(Records excerpted from a collection)
++++++
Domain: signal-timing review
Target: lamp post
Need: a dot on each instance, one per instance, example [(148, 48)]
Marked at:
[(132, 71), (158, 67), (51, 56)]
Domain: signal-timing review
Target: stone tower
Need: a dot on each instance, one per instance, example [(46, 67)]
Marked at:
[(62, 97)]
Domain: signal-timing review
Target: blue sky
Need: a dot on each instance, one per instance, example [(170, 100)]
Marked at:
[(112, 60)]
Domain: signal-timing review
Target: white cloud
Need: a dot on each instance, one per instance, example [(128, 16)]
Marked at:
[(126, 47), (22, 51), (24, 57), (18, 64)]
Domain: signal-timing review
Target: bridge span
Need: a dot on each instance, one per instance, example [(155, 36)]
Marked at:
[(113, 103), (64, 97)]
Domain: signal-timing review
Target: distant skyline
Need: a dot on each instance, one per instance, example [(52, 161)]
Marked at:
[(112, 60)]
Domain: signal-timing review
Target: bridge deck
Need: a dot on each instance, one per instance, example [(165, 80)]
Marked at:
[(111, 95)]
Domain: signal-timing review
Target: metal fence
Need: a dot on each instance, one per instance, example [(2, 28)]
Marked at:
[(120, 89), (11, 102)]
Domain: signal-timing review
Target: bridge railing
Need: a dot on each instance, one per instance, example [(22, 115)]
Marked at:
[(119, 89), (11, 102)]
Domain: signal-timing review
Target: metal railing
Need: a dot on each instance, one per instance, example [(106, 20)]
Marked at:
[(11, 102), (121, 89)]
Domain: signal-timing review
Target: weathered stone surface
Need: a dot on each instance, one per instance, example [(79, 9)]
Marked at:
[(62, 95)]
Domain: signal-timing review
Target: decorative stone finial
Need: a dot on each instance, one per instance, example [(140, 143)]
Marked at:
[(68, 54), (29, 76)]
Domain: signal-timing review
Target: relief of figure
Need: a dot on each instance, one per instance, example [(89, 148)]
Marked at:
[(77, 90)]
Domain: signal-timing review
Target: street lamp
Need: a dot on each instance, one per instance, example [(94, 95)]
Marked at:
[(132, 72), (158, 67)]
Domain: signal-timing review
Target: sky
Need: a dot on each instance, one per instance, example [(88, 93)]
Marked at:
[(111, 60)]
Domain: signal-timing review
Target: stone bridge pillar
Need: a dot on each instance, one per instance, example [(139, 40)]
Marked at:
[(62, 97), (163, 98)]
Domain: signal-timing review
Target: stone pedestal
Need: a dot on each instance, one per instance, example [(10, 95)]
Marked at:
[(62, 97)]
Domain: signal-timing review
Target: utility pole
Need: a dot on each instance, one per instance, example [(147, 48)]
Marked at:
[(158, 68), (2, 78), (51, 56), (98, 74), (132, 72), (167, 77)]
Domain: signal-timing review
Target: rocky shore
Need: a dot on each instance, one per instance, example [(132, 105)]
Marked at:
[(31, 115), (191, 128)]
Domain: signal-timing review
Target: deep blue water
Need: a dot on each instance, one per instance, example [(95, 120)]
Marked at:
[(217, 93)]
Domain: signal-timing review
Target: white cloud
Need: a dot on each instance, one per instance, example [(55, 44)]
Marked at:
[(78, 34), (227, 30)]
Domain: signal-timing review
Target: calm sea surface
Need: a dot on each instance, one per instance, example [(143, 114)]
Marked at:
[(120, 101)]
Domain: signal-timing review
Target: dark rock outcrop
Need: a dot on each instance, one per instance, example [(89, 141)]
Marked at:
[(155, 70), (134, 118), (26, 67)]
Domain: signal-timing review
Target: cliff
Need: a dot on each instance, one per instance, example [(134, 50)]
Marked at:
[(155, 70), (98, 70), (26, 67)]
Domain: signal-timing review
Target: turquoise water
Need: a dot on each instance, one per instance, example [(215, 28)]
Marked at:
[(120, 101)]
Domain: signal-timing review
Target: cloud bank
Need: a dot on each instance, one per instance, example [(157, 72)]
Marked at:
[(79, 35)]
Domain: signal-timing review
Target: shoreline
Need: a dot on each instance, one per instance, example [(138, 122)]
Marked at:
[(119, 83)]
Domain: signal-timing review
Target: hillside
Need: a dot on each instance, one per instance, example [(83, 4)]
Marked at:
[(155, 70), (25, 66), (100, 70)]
++++++
(TO DO) Write out exactly each line of the entries, starting at the one containing "example [(143, 114)]" and finishing with the last line.

(RESPONSE TO THE TASK)
Need: a dot on each instance, one per instance, example [(143, 114)]
Marked at:
[(120, 101)]
Domain: signal-timing review
Target: dark rock outcrop
Need: a dot on each instance, one per instance, example [(89, 141)]
Marked at:
[(155, 70), (134, 118), (26, 67)]
Domain: signal-timing review
Target: cliff
Need: a dot on each instance, one per instance, example [(134, 50)]
Marked at:
[(155, 70), (98, 70), (26, 67)]
Domain: signal-timing review
Target: turquoise water
Need: a dot on each instance, one per instance, example [(215, 28)]
Marked at:
[(120, 101)]
Domain: signal-timing review
Target: cloud bank
Need: a dot on each instance, one per instance, example [(157, 72)]
Marked at:
[(79, 35)]
Domain: signal-timing review
Target: shoreline
Need: a dot on each instance, one per instance, example [(138, 122)]
Marked at:
[(119, 83)]
Domain: signal-timing review
Target: hillside
Need: a dot on each instance, one per instance, example [(83, 4)]
Marked at:
[(155, 70), (25, 66), (100, 70)]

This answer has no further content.